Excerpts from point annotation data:

_____

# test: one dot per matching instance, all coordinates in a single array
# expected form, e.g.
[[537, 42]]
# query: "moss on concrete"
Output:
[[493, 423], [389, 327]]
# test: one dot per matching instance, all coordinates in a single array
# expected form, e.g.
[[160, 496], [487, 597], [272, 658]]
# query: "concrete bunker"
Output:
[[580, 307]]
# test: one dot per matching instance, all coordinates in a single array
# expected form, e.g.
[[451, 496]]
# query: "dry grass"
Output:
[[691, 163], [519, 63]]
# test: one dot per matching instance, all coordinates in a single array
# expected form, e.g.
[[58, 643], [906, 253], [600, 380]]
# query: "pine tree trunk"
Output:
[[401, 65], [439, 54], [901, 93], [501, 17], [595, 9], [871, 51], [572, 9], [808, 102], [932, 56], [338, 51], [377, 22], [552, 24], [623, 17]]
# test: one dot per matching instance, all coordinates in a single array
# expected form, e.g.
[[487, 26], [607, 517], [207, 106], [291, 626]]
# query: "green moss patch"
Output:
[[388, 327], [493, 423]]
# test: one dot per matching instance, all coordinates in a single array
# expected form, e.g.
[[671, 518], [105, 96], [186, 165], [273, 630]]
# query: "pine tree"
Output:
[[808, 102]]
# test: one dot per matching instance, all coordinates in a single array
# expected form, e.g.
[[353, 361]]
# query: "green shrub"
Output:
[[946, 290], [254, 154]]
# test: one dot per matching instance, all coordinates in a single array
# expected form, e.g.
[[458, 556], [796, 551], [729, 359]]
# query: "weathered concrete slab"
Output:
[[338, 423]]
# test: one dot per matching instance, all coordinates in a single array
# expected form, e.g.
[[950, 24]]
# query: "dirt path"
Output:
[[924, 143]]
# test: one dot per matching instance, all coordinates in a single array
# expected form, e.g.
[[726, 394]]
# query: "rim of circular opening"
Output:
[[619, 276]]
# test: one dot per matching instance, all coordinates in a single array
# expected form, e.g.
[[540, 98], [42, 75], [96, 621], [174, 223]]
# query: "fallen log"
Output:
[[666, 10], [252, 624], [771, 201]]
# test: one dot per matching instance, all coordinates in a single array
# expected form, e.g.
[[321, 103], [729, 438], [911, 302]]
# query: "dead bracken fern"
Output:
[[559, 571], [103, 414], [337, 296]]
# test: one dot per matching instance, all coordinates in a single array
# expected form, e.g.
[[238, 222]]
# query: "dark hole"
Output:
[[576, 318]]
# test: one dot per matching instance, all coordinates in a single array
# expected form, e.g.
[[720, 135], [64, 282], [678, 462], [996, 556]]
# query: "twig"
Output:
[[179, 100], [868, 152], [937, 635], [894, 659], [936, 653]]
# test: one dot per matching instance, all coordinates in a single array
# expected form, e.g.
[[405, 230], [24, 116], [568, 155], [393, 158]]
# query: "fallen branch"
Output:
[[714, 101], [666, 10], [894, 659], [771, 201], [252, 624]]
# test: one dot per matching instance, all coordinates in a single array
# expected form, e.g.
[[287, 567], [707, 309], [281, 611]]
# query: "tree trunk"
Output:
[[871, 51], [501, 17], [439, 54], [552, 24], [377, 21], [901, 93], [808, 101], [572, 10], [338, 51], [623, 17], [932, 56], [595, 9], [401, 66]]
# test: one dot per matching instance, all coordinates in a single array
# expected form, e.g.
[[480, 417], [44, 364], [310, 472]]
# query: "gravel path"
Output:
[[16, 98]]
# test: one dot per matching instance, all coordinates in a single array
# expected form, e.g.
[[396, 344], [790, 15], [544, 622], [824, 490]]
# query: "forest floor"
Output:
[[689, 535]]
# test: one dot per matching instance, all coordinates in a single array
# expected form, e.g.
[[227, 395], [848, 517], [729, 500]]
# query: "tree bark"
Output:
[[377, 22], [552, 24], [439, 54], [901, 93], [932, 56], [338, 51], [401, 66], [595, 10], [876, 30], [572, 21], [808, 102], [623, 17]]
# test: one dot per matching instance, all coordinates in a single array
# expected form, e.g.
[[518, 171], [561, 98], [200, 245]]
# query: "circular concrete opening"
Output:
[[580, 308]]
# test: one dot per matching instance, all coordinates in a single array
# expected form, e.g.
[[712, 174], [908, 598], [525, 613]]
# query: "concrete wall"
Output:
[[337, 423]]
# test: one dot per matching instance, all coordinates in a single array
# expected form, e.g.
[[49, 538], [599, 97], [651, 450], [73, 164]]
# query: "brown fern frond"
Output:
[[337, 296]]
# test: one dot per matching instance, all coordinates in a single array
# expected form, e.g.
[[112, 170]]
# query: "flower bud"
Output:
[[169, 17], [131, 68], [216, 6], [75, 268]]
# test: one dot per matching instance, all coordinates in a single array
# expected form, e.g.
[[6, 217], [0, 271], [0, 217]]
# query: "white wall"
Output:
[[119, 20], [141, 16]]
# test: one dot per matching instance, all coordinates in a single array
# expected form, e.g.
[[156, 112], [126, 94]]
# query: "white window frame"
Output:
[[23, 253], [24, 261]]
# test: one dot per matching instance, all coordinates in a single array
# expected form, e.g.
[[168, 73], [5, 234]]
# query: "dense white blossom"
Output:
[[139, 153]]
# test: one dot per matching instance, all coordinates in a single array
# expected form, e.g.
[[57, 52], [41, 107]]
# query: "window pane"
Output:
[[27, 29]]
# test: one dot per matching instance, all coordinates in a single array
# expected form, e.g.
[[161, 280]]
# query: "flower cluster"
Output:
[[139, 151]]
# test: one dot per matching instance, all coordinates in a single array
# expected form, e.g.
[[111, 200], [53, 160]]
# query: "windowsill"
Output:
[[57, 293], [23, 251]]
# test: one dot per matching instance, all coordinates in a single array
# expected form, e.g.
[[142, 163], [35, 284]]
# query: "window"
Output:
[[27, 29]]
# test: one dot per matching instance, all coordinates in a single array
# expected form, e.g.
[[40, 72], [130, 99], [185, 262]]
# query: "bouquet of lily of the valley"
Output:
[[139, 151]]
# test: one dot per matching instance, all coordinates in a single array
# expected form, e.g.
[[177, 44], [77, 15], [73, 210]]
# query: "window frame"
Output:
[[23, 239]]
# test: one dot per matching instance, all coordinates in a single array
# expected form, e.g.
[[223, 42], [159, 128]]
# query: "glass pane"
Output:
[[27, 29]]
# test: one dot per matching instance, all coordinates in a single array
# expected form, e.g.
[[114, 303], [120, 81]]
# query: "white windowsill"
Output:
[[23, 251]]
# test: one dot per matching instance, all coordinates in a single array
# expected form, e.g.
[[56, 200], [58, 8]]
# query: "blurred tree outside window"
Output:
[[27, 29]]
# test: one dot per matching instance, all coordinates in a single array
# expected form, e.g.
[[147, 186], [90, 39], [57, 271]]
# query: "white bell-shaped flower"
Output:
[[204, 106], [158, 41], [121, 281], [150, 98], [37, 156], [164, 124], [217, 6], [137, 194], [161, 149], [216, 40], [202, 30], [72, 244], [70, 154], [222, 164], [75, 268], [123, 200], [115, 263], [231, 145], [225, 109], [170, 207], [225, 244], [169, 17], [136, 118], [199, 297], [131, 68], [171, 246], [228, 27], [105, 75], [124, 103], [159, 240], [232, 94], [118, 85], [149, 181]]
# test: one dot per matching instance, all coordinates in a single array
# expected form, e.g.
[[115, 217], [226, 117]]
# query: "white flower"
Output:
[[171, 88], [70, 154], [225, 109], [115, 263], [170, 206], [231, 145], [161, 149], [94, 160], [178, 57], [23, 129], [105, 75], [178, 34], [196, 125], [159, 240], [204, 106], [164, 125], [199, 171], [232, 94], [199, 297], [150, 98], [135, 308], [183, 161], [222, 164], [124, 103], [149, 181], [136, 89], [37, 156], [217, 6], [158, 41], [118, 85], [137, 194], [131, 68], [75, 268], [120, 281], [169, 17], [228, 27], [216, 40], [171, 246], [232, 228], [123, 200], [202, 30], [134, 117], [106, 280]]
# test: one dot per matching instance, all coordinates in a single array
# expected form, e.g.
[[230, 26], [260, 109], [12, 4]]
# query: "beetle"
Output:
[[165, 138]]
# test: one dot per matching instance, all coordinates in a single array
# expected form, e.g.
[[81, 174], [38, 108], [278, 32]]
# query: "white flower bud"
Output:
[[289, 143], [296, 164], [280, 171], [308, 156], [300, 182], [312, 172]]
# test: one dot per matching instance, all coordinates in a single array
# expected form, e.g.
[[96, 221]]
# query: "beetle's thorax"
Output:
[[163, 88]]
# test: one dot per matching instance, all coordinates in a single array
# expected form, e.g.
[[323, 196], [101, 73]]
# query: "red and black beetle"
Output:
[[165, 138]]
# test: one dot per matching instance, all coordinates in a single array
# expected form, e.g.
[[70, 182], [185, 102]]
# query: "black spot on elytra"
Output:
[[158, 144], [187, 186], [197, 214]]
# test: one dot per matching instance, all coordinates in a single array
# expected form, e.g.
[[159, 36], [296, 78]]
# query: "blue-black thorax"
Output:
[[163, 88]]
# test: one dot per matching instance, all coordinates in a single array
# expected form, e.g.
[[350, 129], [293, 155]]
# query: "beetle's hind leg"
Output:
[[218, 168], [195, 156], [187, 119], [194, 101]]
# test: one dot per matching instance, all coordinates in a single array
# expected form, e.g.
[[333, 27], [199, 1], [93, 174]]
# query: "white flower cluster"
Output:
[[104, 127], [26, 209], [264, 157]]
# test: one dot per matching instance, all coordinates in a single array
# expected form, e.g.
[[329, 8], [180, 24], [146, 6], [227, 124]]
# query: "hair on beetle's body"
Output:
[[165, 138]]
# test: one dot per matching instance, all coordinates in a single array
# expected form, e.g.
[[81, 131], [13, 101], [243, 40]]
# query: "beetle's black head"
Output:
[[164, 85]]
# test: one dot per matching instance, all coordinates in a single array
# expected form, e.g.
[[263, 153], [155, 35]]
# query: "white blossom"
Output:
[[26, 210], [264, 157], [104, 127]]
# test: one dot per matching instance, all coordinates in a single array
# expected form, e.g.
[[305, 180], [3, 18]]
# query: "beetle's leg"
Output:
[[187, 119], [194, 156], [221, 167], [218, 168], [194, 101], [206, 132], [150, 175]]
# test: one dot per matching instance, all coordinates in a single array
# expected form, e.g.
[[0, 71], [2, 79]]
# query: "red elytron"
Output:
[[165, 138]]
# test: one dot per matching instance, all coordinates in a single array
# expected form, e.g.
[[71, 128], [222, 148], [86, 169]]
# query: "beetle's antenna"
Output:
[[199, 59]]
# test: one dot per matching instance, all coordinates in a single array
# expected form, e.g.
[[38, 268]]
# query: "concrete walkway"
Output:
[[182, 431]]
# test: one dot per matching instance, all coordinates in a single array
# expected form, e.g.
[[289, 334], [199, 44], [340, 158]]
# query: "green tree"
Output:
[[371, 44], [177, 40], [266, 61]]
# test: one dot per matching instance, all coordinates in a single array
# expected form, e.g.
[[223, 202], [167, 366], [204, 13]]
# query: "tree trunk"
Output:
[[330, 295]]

_____

#### EXERCISE DIRECTIONS
Output, unchanged, the lines running from the very start through the line that contains "[[580, 307]]", including that line.

#### ANSWER
# test: one dot per matching instance, all coordinates in a single array
# expected form, e.g.
[[537, 42]]
# query: "moss on concrete"
Output:
[[493, 423], [389, 327]]
# test: one dot per matching instance, all coordinates in a single array
# expected form, e.g.
[[160, 496], [487, 597], [272, 658]]
# query: "concrete bunker"
Output:
[[580, 307]]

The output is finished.